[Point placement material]
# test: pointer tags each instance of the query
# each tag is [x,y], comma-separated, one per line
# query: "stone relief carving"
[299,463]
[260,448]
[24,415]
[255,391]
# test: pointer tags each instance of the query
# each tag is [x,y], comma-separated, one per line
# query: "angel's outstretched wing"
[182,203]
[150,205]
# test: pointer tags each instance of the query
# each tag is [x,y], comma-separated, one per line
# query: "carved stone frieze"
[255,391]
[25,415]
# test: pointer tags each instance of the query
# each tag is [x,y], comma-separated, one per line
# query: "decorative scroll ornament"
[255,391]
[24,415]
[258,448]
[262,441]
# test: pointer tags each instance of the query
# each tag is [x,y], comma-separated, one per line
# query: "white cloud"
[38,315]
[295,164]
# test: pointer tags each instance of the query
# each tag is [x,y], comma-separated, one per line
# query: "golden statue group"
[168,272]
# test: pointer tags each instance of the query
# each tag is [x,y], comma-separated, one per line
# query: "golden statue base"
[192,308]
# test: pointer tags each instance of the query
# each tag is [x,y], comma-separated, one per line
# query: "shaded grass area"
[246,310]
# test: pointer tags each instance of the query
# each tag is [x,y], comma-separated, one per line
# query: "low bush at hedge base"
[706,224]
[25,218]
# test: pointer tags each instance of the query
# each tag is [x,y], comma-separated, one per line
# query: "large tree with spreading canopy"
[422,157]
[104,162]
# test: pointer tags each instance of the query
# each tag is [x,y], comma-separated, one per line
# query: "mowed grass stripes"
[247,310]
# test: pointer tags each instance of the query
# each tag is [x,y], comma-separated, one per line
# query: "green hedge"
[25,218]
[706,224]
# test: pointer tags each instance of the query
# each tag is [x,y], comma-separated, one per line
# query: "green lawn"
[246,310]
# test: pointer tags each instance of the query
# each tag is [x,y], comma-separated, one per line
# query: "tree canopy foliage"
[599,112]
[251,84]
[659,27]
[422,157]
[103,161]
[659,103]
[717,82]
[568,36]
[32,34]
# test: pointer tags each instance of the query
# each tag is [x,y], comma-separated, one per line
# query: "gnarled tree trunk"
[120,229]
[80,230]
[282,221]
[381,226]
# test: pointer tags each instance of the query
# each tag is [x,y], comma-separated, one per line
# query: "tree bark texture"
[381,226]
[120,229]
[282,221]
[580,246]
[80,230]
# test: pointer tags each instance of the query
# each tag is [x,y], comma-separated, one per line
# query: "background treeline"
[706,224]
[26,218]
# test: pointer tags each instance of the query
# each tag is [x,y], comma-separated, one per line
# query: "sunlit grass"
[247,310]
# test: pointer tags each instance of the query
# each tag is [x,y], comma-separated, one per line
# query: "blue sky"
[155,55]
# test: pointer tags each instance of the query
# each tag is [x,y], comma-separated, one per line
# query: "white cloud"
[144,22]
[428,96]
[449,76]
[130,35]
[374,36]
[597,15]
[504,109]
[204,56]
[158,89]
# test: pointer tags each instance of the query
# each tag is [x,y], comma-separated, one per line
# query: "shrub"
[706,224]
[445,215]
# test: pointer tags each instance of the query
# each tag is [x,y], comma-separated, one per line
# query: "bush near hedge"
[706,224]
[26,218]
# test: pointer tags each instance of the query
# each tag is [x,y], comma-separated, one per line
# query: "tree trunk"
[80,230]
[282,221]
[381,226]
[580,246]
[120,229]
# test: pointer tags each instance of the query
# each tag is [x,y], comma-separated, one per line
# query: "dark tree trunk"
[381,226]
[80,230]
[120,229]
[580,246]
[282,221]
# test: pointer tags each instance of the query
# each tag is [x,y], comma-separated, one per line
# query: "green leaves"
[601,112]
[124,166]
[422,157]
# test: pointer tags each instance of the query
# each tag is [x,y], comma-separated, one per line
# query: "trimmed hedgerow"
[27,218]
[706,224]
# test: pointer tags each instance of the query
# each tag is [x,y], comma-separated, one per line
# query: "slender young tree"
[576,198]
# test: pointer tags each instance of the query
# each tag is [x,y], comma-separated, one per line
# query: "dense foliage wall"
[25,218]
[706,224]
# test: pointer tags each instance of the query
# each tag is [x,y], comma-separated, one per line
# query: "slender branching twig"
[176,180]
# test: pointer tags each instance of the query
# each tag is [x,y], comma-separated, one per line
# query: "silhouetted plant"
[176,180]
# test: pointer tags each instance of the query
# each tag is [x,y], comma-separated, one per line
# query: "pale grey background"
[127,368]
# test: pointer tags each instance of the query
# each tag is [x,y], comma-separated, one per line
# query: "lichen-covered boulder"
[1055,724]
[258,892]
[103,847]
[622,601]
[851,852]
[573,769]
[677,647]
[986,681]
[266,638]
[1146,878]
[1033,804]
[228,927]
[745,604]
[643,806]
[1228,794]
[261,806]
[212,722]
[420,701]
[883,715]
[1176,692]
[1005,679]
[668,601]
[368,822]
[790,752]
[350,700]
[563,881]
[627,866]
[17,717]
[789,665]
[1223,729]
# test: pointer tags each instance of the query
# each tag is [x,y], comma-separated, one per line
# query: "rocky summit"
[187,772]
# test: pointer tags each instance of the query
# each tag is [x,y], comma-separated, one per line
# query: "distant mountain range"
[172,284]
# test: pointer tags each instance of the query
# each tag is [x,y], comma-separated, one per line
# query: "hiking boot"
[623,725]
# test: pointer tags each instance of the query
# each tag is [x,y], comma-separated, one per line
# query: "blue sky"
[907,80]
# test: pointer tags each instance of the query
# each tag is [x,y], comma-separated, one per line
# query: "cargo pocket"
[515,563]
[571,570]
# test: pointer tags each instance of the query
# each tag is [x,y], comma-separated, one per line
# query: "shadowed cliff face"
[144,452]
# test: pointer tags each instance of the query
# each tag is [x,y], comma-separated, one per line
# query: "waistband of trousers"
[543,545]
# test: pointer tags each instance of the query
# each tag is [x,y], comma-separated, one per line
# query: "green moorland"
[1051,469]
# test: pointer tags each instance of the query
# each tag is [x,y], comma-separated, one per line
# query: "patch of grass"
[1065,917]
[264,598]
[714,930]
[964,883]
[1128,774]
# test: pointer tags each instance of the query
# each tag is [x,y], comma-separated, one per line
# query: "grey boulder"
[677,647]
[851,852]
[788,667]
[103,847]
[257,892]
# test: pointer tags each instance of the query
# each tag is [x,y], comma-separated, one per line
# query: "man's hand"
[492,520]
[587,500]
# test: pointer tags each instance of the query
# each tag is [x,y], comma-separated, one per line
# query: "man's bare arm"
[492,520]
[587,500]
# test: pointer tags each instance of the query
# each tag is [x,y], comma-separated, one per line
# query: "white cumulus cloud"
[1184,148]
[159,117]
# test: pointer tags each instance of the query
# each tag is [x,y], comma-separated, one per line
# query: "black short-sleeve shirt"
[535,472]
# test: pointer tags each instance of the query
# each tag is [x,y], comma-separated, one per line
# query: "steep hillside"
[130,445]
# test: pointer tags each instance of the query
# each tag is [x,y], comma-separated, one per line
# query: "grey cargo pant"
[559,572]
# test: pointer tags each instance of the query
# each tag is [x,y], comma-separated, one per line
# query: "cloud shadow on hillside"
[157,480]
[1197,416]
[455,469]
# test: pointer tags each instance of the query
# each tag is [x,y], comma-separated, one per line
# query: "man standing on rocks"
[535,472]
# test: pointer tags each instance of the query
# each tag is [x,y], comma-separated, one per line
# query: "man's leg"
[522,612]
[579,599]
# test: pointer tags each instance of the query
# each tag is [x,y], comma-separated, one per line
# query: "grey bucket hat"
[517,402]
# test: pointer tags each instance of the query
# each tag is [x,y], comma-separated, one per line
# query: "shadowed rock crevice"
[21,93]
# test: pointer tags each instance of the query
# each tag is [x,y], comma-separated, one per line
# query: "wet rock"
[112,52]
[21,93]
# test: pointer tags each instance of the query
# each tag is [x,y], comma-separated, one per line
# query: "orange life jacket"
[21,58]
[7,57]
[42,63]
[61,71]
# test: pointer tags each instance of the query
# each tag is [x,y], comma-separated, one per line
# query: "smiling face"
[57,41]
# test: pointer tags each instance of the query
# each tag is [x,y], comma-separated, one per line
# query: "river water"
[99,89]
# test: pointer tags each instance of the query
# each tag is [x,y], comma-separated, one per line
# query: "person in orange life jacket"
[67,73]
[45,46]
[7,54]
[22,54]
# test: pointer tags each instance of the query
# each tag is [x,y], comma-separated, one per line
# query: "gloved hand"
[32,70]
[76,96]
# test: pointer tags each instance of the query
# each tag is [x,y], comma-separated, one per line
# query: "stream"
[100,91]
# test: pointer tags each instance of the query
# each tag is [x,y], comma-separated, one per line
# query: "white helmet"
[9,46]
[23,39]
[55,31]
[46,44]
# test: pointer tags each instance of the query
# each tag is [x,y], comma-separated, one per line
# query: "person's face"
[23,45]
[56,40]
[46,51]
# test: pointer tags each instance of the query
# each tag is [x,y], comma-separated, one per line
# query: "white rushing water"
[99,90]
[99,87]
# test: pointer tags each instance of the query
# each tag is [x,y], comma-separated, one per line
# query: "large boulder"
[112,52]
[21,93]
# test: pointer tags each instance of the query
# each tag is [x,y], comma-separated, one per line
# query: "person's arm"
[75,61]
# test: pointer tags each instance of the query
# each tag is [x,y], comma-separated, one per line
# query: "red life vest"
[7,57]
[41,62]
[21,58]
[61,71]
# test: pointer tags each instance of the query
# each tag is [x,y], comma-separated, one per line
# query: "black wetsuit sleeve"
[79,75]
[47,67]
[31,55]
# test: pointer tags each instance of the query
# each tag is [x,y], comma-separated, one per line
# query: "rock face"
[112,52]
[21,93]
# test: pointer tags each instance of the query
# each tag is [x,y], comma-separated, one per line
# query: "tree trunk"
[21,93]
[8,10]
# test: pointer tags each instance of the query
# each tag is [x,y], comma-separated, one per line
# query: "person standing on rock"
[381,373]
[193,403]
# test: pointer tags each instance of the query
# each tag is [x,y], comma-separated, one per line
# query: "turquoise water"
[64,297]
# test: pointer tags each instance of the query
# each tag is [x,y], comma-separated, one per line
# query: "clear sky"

--- THE REQUEST ---
Count the lines in the material above that contain the string "base". Reply with the number alone.

--- COMPLETE RESPONSE ---
2